Activity - Search the records for "outline". Report every line where it occurs.
==== Material provided ====
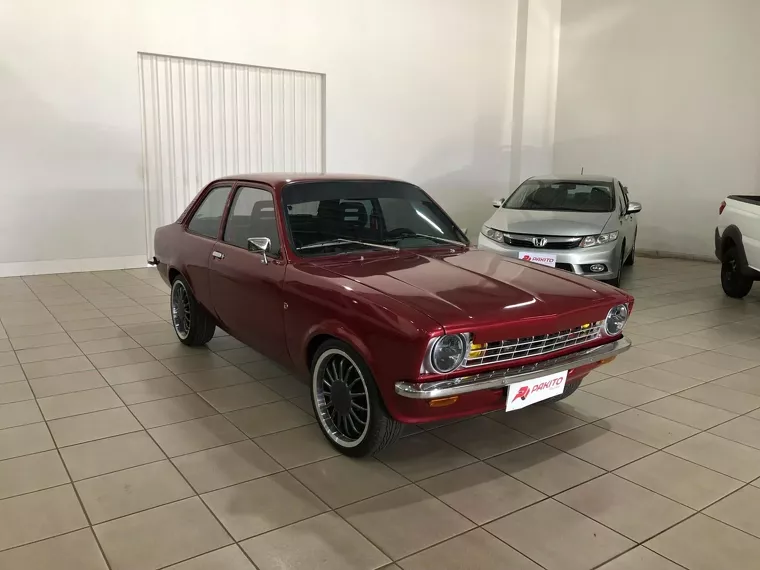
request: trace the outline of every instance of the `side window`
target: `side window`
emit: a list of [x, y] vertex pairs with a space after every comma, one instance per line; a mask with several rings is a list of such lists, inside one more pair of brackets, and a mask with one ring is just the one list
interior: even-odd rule
[[222, 225], [224, 207], [227, 205], [227, 197], [232, 188], [230, 186], [217, 186], [203, 199], [203, 203], [193, 214], [187, 229], [202, 236], [216, 239], [219, 235], [219, 226]]
[[618, 188], [620, 189], [620, 195], [623, 197], [623, 213], [628, 211], [628, 192], [625, 191], [623, 185], [618, 180]]
[[224, 241], [248, 249], [248, 238], [256, 237], [268, 237], [272, 242], [272, 255], [280, 254], [272, 194], [261, 188], [242, 187], [232, 201]]

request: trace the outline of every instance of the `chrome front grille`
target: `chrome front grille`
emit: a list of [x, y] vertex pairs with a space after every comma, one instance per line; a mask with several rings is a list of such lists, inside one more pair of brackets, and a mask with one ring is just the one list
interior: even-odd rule
[[464, 361], [464, 367], [470, 368], [482, 364], [540, 356], [571, 346], [585, 344], [601, 336], [602, 324], [602, 321], [597, 321], [551, 334], [489, 342], [482, 347], [476, 343], [471, 343], [468, 357]]
[[[546, 240], [542, 246], [536, 246], [534, 239]], [[581, 244], [583, 237], [561, 237], [561, 236], [535, 236], [528, 234], [504, 233], [504, 243], [515, 247], [525, 247], [528, 249], [573, 249]]]

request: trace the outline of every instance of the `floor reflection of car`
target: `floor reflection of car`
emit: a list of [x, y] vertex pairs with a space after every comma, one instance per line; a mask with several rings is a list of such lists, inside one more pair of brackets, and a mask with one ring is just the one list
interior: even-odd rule
[[620, 285], [636, 255], [637, 212], [609, 176], [535, 176], [485, 223], [478, 247]]
[[202, 345], [219, 326], [308, 377], [321, 430], [348, 455], [407, 423], [564, 398], [630, 346], [631, 296], [471, 249], [405, 182], [223, 178], [155, 249], [179, 339]]

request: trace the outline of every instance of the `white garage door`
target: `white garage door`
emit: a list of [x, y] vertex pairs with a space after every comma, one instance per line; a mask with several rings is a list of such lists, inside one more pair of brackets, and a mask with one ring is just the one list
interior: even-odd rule
[[148, 258], [214, 178], [324, 171], [324, 75], [141, 53], [139, 79]]

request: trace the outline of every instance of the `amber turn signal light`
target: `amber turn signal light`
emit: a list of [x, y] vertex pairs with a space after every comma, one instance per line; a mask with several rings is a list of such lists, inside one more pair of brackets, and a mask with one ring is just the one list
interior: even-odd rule
[[448, 398], [438, 398], [437, 400], [430, 400], [428, 406], [431, 408], [443, 408], [450, 406], [459, 399], [459, 396], [449, 396]]
[[612, 362], [613, 360], [615, 360], [614, 356], [611, 357], [611, 358], [605, 358], [604, 360], [600, 360], [599, 364], [608, 364], [608, 363]]
[[487, 344], [476, 344], [473, 342], [470, 345], [470, 354], [467, 358], [480, 358], [486, 353], [487, 346]]

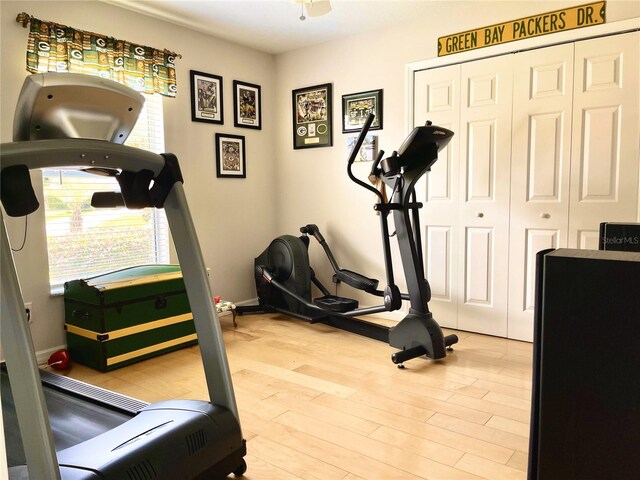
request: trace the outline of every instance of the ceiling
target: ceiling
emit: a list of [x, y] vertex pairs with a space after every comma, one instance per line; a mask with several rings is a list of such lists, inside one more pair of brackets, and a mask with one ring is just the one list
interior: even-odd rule
[[301, 21], [291, 0], [103, 0], [192, 30], [278, 54], [429, 18], [427, 0], [331, 0], [332, 11]]

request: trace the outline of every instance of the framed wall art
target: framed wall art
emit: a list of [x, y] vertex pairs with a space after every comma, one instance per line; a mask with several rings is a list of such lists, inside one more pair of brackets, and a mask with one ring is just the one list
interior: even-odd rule
[[[349, 137], [347, 138], [347, 148], [349, 151], [353, 150], [353, 147], [356, 146], [356, 142], [358, 141], [358, 137]], [[364, 141], [362, 142], [362, 146], [360, 147], [360, 151], [358, 155], [356, 155], [355, 162], [373, 162], [378, 155], [378, 136], [377, 135], [367, 135], [364, 137]]]
[[382, 90], [350, 93], [342, 96], [342, 133], [357, 132], [369, 113], [376, 116], [369, 130], [382, 129]]
[[292, 92], [293, 148], [333, 145], [332, 85], [325, 83]]
[[224, 123], [222, 77], [191, 70], [191, 120]]
[[247, 162], [243, 136], [216, 133], [216, 176], [246, 178]]
[[233, 81], [233, 122], [236, 127], [262, 129], [260, 85]]

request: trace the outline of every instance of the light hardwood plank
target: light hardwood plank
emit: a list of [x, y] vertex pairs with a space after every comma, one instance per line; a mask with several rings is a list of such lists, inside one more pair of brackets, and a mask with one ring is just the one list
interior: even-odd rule
[[517, 378], [510, 375], [503, 375], [501, 373], [491, 373], [482, 370], [474, 370], [470, 367], [459, 367], [457, 365], [447, 365], [447, 370], [452, 373], [458, 373], [461, 375], [467, 375], [476, 379], [489, 380], [495, 383], [501, 383], [503, 385], [509, 385], [517, 388], [531, 389], [531, 380], [525, 378]]
[[514, 435], [520, 435], [521, 437], [529, 436], [529, 425], [522, 422], [516, 422], [515, 420], [511, 420], [509, 418], [499, 417], [494, 415], [489, 419], [487, 423], [485, 423], [487, 427], [496, 428], [498, 430], [502, 430], [503, 432], [513, 433]]
[[426, 458], [444, 463], [445, 465], [455, 465], [462, 458], [464, 452], [455, 448], [446, 447], [441, 443], [432, 442], [406, 432], [394, 430], [389, 427], [380, 427], [369, 438], [386, 443], [389, 446], [401, 448], [407, 452], [415, 453]]
[[492, 382], [490, 380], [478, 379], [473, 384], [474, 387], [487, 392], [502, 393], [511, 397], [522, 398], [531, 402], [531, 385], [528, 387], [514, 387], [503, 383]]
[[435, 414], [427, 423], [512, 450], [526, 452], [529, 449], [529, 439], [527, 437], [467, 422], [441, 413]]
[[262, 435], [252, 439], [251, 454], [291, 475], [295, 475], [296, 478], [341, 480], [347, 475], [344, 470], [308, 455], [303, 455], [297, 450], [286, 447]]
[[456, 468], [487, 480], [525, 480], [527, 478], [527, 474], [522, 470], [500, 465], [469, 453], [456, 463]]
[[514, 397], [512, 395], [506, 395], [504, 393], [498, 392], [489, 392], [487, 393], [483, 400], [493, 403], [499, 403], [506, 407], [519, 408], [521, 410], [529, 411], [531, 407], [531, 402], [529, 400]]
[[366, 418], [372, 422], [452, 448], [459, 448], [465, 452], [473, 453], [499, 463], [506, 463], [512, 457], [514, 452], [512, 449], [504, 448], [483, 440], [478, 440], [445, 428], [419, 422], [386, 410], [367, 407], [349, 400], [332, 397], [330, 395], [321, 395], [316, 397], [313, 399], [312, 403], [321, 403], [335, 411], [341, 411], [348, 413], [349, 415]]
[[505, 367], [500, 372], [500, 375], [506, 377], [519, 378], [524, 380], [525, 382], [531, 383], [531, 373], [532, 370], [530, 367], [522, 366], [522, 367]]
[[245, 480], [264, 480], [266, 478], [277, 478], [278, 480], [302, 480], [304, 478], [309, 478], [297, 477], [251, 453], [247, 453], [245, 461], [247, 462], [247, 465], [251, 465], [251, 470], [247, 470], [247, 473], [242, 477]]
[[515, 452], [507, 462], [507, 466], [526, 472], [529, 467], [529, 455], [523, 452]]
[[362, 405], [379, 408], [381, 410], [388, 410], [398, 415], [414, 418], [420, 421], [429, 419], [436, 412], [422, 407], [414, 407], [404, 402], [387, 398], [385, 396], [378, 395], [370, 391], [357, 391], [353, 395], [350, 395], [349, 400], [361, 403]]
[[303, 431], [325, 441], [330, 441], [343, 448], [349, 448], [362, 455], [384, 461], [398, 470], [408, 472], [429, 480], [475, 479], [475, 475], [467, 475], [463, 471], [432, 461], [421, 455], [415, 455], [401, 448], [386, 445], [382, 442], [353, 434], [339, 427], [327, 426], [305, 415], [287, 412], [276, 419], [278, 423]]
[[341, 427], [360, 435], [369, 435], [379, 428], [379, 425], [375, 422], [336, 411], [313, 401], [305, 401], [298, 398], [291, 399], [287, 397], [286, 393], [273, 395], [262, 404], [276, 405], [284, 410], [307, 415], [327, 425]]
[[[513, 398], [513, 397], [511, 397]], [[484, 398], [477, 399], [467, 397], [465, 395], [454, 395], [449, 399], [449, 403], [466, 407], [469, 410], [486, 412], [491, 415], [502, 415], [503, 417], [517, 420], [519, 422], [528, 422], [531, 412], [521, 408], [510, 407], [502, 403], [496, 403]], [[445, 412], [442, 412], [445, 413]]]
[[258, 372], [278, 380], [284, 380], [286, 382], [299, 385], [311, 390], [315, 390], [320, 393], [330, 393], [337, 397], [348, 397], [355, 393], [355, 389], [345, 387], [343, 385], [328, 382], [318, 378], [313, 378], [309, 375], [304, 375], [287, 368], [282, 368], [274, 365], [270, 365], [265, 362], [257, 362], [254, 360], [244, 359], [242, 365], [245, 369]]
[[[362, 455], [353, 449], [343, 448], [331, 440], [326, 441], [316, 435], [289, 428], [279, 422], [267, 422], [251, 414], [248, 414], [246, 418], [251, 428], [255, 429], [259, 435], [285, 445], [299, 452], [299, 454], [308, 455], [360, 477], [381, 480], [384, 478], [407, 478], [408, 480], [421, 478], [393, 468], [376, 459], [372, 460], [370, 457]], [[247, 448], [249, 448], [249, 445], [247, 445]], [[292, 457], [291, 461], [296, 461], [296, 458], [297, 455]]]
[[[404, 370], [382, 342], [279, 314], [221, 322], [251, 480], [525, 478], [530, 344], [469, 332]], [[198, 346], [68, 374], [145, 401], [208, 398]], [[231, 478], [231, 477], [230, 477]]]

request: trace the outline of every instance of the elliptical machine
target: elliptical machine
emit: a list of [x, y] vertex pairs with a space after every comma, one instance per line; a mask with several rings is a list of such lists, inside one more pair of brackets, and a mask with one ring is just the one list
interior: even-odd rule
[[[431, 289], [423, 270], [418, 213], [422, 203], [416, 201], [415, 193], [416, 182], [431, 169], [438, 159], [438, 152], [449, 143], [453, 132], [427, 122], [425, 126], [414, 128], [400, 149], [397, 152], [394, 151], [390, 157], [383, 159], [384, 151], [380, 151], [373, 163], [369, 178], [379, 179], [392, 189], [387, 200], [384, 193], [359, 180], [352, 172], [353, 162], [373, 119], [374, 115], [370, 114], [360, 132], [349, 156], [347, 173], [352, 181], [372, 191], [380, 200], [374, 209], [380, 214], [387, 286], [379, 290], [378, 280], [351, 270], [341, 269], [318, 227], [309, 224], [300, 229], [302, 236], [280, 236], [255, 259], [255, 281], [259, 305], [238, 307], [238, 312], [285, 313], [311, 323], [324, 323], [387, 342], [400, 350], [391, 356], [391, 360], [403, 368], [403, 362], [422, 355], [434, 360], [444, 358], [446, 350], [451, 349], [451, 345], [458, 342], [456, 335], [444, 336], [427, 305], [431, 299]], [[393, 278], [389, 240], [393, 235], [389, 235], [388, 225], [390, 213], [393, 213], [395, 235], [409, 292], [407, 294], [400, 293]], [[314, 237], [324, 249], [335, 272], [335, 283], [345, 282], [353, 288], [382, 297], [383, 304], [358, 308], [356, 300], [331, 295], [309, 266], [309, 235]], [[323, 293], [322, 297], [313, 301], [311, 300], [311, 282]], [[411, 307], [408, 315], [394, 327], [389, 328], [355, 318], [358, 315], [398, 310], [403, 300], [408, 300]]]

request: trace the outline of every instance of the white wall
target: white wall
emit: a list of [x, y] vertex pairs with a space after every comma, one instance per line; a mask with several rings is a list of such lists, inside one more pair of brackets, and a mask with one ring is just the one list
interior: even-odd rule
[[[139, 15], [101, 2], [1, 2], [0, 132], [2, 142], [12, 140], [15, 102], [27, 76], [25, 49], [28, 30], [16, 23], [19, 12], [79, 29], [100, 32], [134, 43], [167, 48], [182, 54], [177, 61], [179, 93], [163, 99], [166, 151], [180, 160], [185, 190], [207, 266], [212, 269], [214, 293], [244, 300], [255, 297], [253, 257], [272, 238], [274, 182], [275, 61], [257, 52]], [[189, 70], [221, 75], [224, 79], [224, 125], [191, 121]], [[262, 86], [263, 128], [233, 126], [233, 80]], [[218, 179], [214, 135], [246, 137], [247, 178]], [[41, 176], [33, 175], [41, 197]], [[42, 204], [42, 201], [41, 201]], [[27, 244], [15, 254], [24, 299], [33, 303], [32, 332], [36, 350], [65, 343], [61, 297], [49, 295], [44, 212], [29, 215]], [[24, 219], [10, 219], [13, 246], [22, 243]]]
[[[164, 99], [166, 150], [181, 160], [205, 260], [213, 269], [214, 293], [235, 301], [253, 298], [253, 258], [275, 236], [296, 234], [306, 223], [320, 227], [345, 268], [382, 281], [384, 269], [378, 218], [372, 210], [373, 195], [346, 176], [348, 152], [347, 136], [340, 129], [341, 96], [384, 89], [384, 129], [374, 133], [380, 147], [391, 152], [407, 133], [406, 64], [435, 57], [439, 36], [583, 3], [587, 2], [436, 1], [428, 18], [417, 18], [412, 24], [273, 57], [101, 2], [2, 0], [0, 140], [11, 141], [15, 101], [27, 75], [27, 30], [15, 22], [17, 13], [26, 10], [43, 20], [175, 50], [183, 56], [177, 62], [180, 93], [175, 99]], [[375, 2], [363, 2], [363, 8], [375, 8], [374, 5]], [[607, 22], [639, 16], [637, 1], [607, 2]], [[224, 126], [191, 122], [190, 69], [224, 77]], [[261, 131], [233, 127], [234, 79], [262, 86]], [[291, 91], [329, 82], [334, 86], [334, 146], [294, 151]], [[247, 179], [216, 178], [216, 132], [246, 136]], [[356, 172], [364, 175], [369, 168], [367, 164], [357, 165]], [[39, 175], [35, 177], [34, 186], [41, 192]], [[20, 243], [24, 220], [10, 219], [8, 223], [12, 243]], [[326, 261], [315, 247], [312, 263], [319, 276], [330, 284]], [[15, 258], [25, 301], [33, 302], [36, 349], [64, 344], [62, 299], [49, 295], [42, 211], [29, 216], [27, 244]], [[342, 292], [351, 293], [348, 287]]]
[[[379, 147], [391, 153], [408, 133], [406, 65], [436, 57], [438, 37], [584, 3], [436, 1], [428, 18], [416, 18], [412, 24], [278, 55], [275, 92], [279, 129], [275, 156], [280, 182], [278, 231], [296, 234], [303, 224], [317, 224], [343, 268], [378, 278], [382, 286], [384, 264], [379, 220], [372, 210], [374, 196], [352, 183], [346, 174], [348, 135], [341, 133], [342, 95], [384, 89], [384, 128], [372, 133], [378, 135]], [[374, 2], [370, 5], [375, 8]], [[608, 1], [606, 14], [608, 23], [638, 17], [640, 3]], [[330, 82], [334, 95], [333, 147], [293, 150], [291, 90]], [[356, 167], [355, 171], [366, 181], [370, 164]], [[429, 219], [422, 221], [428, 223]], [[390, 228], [393, 232], [393, 227]], [[331, 285], [331, 270], [317, 245], [312, 246], [310, 255], [318, 277]], [[399, 260], [394, 262], [395, 270], [401, 272]], [[396, 274], [396, 281], [403, 289], [401, 277]], [[371, 297], [357, 293], [348, 286], [340, 287], [340, 294], [356, 294], [363, 304], [371, 304]]]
====
Your response -
request: trace the outline of every instance of the `side window`
request: trace the outline of every instance of the `chrome front grille`
request: trace the outline of every instance of the `floor reflection of car`
request: trace the outline of every instance of the `white garage door`
request: trace the outline of every instance of the `amber turn signal light`
request: trace the outline of every instance of the ceiling
request: trace the outline of every instance of the framed wall art
request: trace the outline of every instance of the light hardwood plank
request: trace the outline of every instance of the elliptical machine
request: trace the outline of every instance of the white wall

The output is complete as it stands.